Book by Rupert Holmes
Original Book by Peter Stone
Music by John Kander
Lyrics by Fred Ebb
Additional Lyrics by John Kander and Rupert Holmes
Directed by Scott Ellis
Starring David Hyde Pierce and Debra Monk
Al Hirschfeld Theatre / 302 West 45th Street / (212) 398-8383
Reviewed by David Spencer
There could not be a more entertaining or satisfying mediocre musical than Curtains. And in this it is a curiosity. It comes in an era where Broadway musicals exist in a high-stakes environment, costs and ticket prices so high that if it isn't a kickass hit, it's a bomb (unless—to honor new millennium realities—it happens to be an inept show brute forced into being a tourist hit by dint of connection to brand names and a corporate machine powerful enough to keep it alive past the memory of reviews, as Disney did with Aida and has now done with Tarzan).
I never reviewed High Fidelity in these pages—it closed so fast, I decided to forego a notice, since I know key people on the creative team and under those circumstances it wasn't worth venturing near "conflict of interest" territory, which I always judge on a per-case basis—but I think it's safe to say, now, that it was nobody's disaster. Hugely flawed, yes, and structurally misguided, but earnestly professional, respectful of its source material and possessed of a (mostly) solid and sometimes first-rate score. But after lackluster reviews, two weeks, boom, and out. Was a time, something like High Fidelity could have hung on a while.
Was a time too, way back, when there was even a place for the middling musical—for the Bajours, the What Makes Sammy Runs, the Minnie's Boyses, the Seesaws, the How Now, Dow Joneses—that could cling to life for most of a season, maybe more. Not intending to be less than hits, but because their aspirations were too low or their creative teams not bold or focused or brilliant enough, they missed the mark—but not by so wide a margin that casual audiences wouldn't sample them. Ticket prices were not only cheaper then, they were proportionately cheaper too, and you could hit most shows for not much more or not much less than the cost of a first run movie. (What killed it for everyone was Nicholas Nickleby, in 1981; a brilliant two night epic at the Booth, imported from Britain's RSC, it charged patrons $100 for every and any seat in the house. And sold out its run. Worth it too. And once producers knew audiences were willing to pay $50 per night, ticket prices—at least it seemed this way—started to zoom up.) To put that in perspective, let's say, mid-70s, an orchestra seat was $15; you could get a balcony seat for about $4 to $6. If inflation had held proportionately to most other leisure expenses that existed then (books, movies, recordings), orchestra seats today would cost you between $35 and $60, that balcony seat about $12 to $15. The midlist musical would still be possible. But them dayz iz gone at prices ranging from $60 in the balcony (and that with a discount) to (I shudder to even think it) $110.

* [EXERCISES TO COMPLETE]:
a - Reproduce word for word the passage of the Curtains review that begins at "Book by Rupert" and stops after "done with Tarzan).".
b - Pick up the Curtains review after its final sentence and keep writing it.
You won't need the entries that come after the Curtains review.

* [DATA SECTION]:
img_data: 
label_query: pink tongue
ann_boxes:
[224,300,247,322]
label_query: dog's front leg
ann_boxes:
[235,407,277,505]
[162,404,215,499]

* [ANSWERS IN ORDER]:
a -
Book by Rupert Holmes
Original Book by Peter Stone
Music by John Kander
Lyrics by Fred Ebb
Additional Lyrics by John Kander and Rupert Holmes
Directed by Scott Ellis
Starring David Hyde Pierce and Debra Monk
Al Hirschfeld Theatre / 302 West 45th Street / (212) 398-8383
Reviewed by David Spencer
There could not be a more entertaining or satisfying mediocre musical than Curtains. And in this it is a curiosity. It comes in an era where Broadway musicals exist in a high-stakes environment, costs and ticket prices so high that if it isn't a kickass hit, it's a bomb (unless—to honor new millennium realities—it happens to be an inept show brute forced into being a tourist hit by dint of connection to brand names and a corporate machine powerful enough to keep it alive past the memory of reviews, as Disney did with Aida and has now done with Tarzan).

b -
Yet Curtains may wind up being a strange exception, for the equally idiosyncratic reason that, mediocre though it may be, it hews precisely to the path it wishes to take, and in achieving that goal (or as I like to say, fulfilling its own assignment), its mediocrity—which is of course unintentional—isn't made manifest by insufficient realization; but rather by uninspired realization. It's all exquisitely professional, perfectly competent and thoroughly entertaining...it's just never extraordinary.
To some degree this has to do with the limits of the concept—a backstage musical comedy murder mystery.
It's 1959, we're in Boston at the Colonial Theatre, and a wild west musical version of an English legend—Robbin' Hood—is in trouble during its out-of-town tryouts. Among other things, its leading lady, Jessica Cranshaw (Patty Goble) is in over her head. Going up on her lines, tripping over her choreography, "pitching out" on her notes. Dying onstage. And not long after the curtain call doing so offstage as well. With some anonymous help.
As the show's producers (Debra Monk, Michael McCormick) and the effete director (Edward Hibbert) try to figure out what to do; as the once married songwriters (Jason Daniely, Karen Ziemba) try to fix the score; as the ingenue/star standby (Jill Paice) and her understudy (Megan Sikora) wonder if they're rising in the food chain—and as various others contemplate their own futures—in walks Lieutenant Frank Cioffi (David Hyde Pierce), a plainclothes detective from the local precinct, to solve the murder (the first of what will be several). He seals off the theatre—no one allowed in or out, since all are suspects—but he fits right in: he's a dedicated theatre buff and desperately loves musicals. All of which sounds like fodder for an entertaining, lighthearted romp—and it is. However—
Bear in mind, a mystery by definition depends upon withheld information. Conversely, in a musical, characters sing because they are expressing something passionate, and that by definition has to come from a true and unguarded place. (Even if a character is singing something on the surface that plays against his deeper feelings, we almost always know what those deeper feelings are—he can lie to others, perhaps even to himself, but never to us; that's what creates the dynamic of subtext in a song,) And that clarity of objective, or desire, is what supplies the fuel for song. In addition, there's also something about the very quality of music as a medium: in a dramaturgical sense, it's a lie detector, because for all that it may be composed exactingly, it works on the audience's senses in an abstract way that accesses a communication deeper and richer than mere words. It makes a pact with the listener such that insincere music—not music used insincerely, which almost always conveys irony (and thus identifies guilt), but music used to deliberately mislead the audience—is damn near impossible. If a character is in a withholding posture, there's no passion; if there's no passion, there's nothing much for him to sing about.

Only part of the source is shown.